Complete the following -
a) Answer these questions about the post on the Tenth Circuit Zoloft decision:
(i) What date is given in the post?
(ii) What kind of expert opined that Zoloft caused a teen's suicide?
(iii) What was the appellants' main argument on appeal?
b) Rewrite the part of the post on the Tenth Circuit Zoloft decision that begins at the words "10th Circuit Upholds" and ends after "Anderson, & Hartz, JJ.).", putting "the drug" wherever "Zoloft" appears.
───── Quoted passage ─────
It's good to know that a few intrepid lawyers are still more interested in representing the downtrodden than in fame or fortune.

Friday, February 06, 2004

10th Circuit Upholds Exclusion of Testimony that Zoloft Caused Suicide

The Tenth Circuit has published a decision upholding the trial court's exclusion of testimony from a neuropsychopharmacologist who opined that Zoloft caused a teen's suicide. The appellants' main argument on appeal was that the trial court did not sufficiently permit the expert to respond to critiques of his testimony. On first reading, our impression is that the opinion may confuse substantive testimony, as to which failures of pretrial disclosure may warrant preclusive sanctions under Fed. R. Civ. P. 37(c), with material offered to established admissibility under Fed. R. Evid. 104(a), to which no comparable disclosure requirements apply. We may have more to say about this opinion after more careful review. See Miller v. Pfizer, Inc., No. 02-3092 (10th Cir. Feb. 4, 2004) (Ebel, Anderson, & Hartz, JJ.).
───── Records supplied ─────
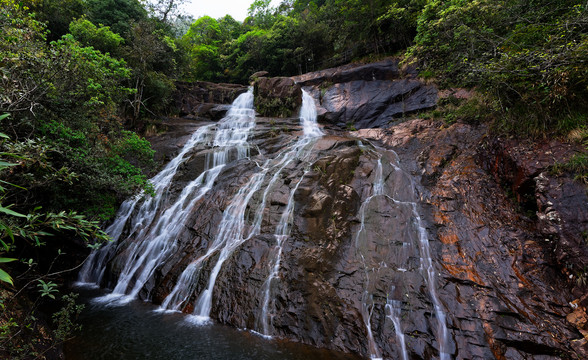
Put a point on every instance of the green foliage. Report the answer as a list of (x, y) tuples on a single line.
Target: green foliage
[(3, 274), (116, 14), (47, 288), (530, 55), (577, 165), (93, 80), (99, 37)]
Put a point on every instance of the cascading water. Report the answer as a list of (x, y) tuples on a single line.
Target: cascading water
[(94, 267), (392, 264), (156, 238), (148, 228), (231, 230)]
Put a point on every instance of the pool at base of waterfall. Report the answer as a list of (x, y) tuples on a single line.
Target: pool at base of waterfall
[(137, 330)]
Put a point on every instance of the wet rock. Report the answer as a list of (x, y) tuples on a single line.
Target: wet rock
[(499, 280), (201, 98), (366, 96), (382, 70), (505, 289), (253, 78), (277, 97)]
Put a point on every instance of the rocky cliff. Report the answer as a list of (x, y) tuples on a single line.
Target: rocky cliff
[(413, 240)]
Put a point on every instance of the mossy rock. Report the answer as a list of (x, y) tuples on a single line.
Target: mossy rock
[(277, 97)]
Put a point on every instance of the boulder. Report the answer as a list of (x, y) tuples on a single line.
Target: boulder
[(367, 96), (277, 97), (201, 98), (253, 78)]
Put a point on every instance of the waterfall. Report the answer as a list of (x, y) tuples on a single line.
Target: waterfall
[(393, 310), (403, 199), (147, 228), (157, 235), (231, 232), (95, 265)]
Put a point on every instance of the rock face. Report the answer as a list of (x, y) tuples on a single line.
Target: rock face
[(353, 255), (421, 236), (367, 96), (277, 96), (205, 99)]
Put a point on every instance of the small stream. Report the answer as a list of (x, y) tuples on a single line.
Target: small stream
[(138, 331)]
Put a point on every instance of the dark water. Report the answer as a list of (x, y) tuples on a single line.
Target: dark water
[(137, 331)]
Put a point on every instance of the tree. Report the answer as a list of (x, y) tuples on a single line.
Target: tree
[(116, 14), (99, 37)]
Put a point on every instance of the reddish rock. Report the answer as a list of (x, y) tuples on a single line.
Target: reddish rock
[(200, 97), (277, 97), (367, 96)]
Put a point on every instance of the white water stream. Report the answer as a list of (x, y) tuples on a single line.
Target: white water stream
[(152, 224), (393, 308), (231, 233)]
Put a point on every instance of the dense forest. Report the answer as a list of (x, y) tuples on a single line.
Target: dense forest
[(81, 80)]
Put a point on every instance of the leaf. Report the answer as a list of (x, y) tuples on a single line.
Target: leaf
[(5, 277), (10, 212), (6, 164)]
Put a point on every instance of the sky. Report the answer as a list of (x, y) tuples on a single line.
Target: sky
[(219, 8)]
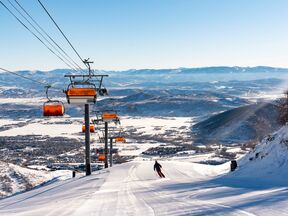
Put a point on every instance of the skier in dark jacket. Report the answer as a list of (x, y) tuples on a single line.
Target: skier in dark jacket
[(158, 167)]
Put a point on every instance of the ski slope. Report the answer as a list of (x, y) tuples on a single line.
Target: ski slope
[(134, 189)]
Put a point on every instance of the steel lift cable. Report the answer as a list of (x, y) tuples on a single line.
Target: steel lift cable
[(33, 33), (43, 37), (36, 23), (82, 60), (30, 79)]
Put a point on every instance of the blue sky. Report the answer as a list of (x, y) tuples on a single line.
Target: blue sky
[(134, 34)]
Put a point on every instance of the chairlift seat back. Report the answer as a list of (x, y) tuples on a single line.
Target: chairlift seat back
[(53, 109), (81, 95), (92, 128)]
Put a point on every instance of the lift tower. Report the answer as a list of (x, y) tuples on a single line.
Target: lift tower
[(83, 89)]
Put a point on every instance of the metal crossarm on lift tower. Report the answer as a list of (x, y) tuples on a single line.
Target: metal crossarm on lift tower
[(83, 89)]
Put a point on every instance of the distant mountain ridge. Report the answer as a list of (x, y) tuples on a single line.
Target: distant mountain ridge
[(238, 125), (212, 69)]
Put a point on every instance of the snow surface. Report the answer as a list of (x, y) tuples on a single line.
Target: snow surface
[(135, 189), (15, 179)]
─────
Written responses -
a)
(i) Friday, February 06, 2004
(ii) A neuropsychopharmacologist
(iii) That the trial court did not sufficiently permit the expert to respond to critiques of his testimony

b)
10th Circuit Upholds Exclusion of Testimony that the drug Caused Suicide

The Tenth Circuit has published a decision upholding the trial court's exclusion of testimony from a neuropsychopharmacologist who opined that the drug caused a teen's suicide. The appellants' main argument on appeal was that the trial court did not sufficiently permit the expert to respond to critiques of his testimony. On first reading, our impression is that the opinion may confuse substantive testimony, as to which failures of pretrial disclosure may warrant preclusive sanctions under Fed. R. Civ. P. 37(c), with material offered to established admissibility under Fed. R. Evid. 104(a), to which no comparable disclosure requirements apply. We may have more to say about this opinion after more careful review. See Miller v. Pfizer, Inc., No. 02-3092 (10th Cir. Feb. 4, 2004) (Ebel, Anderson, & Hartz, JJ.).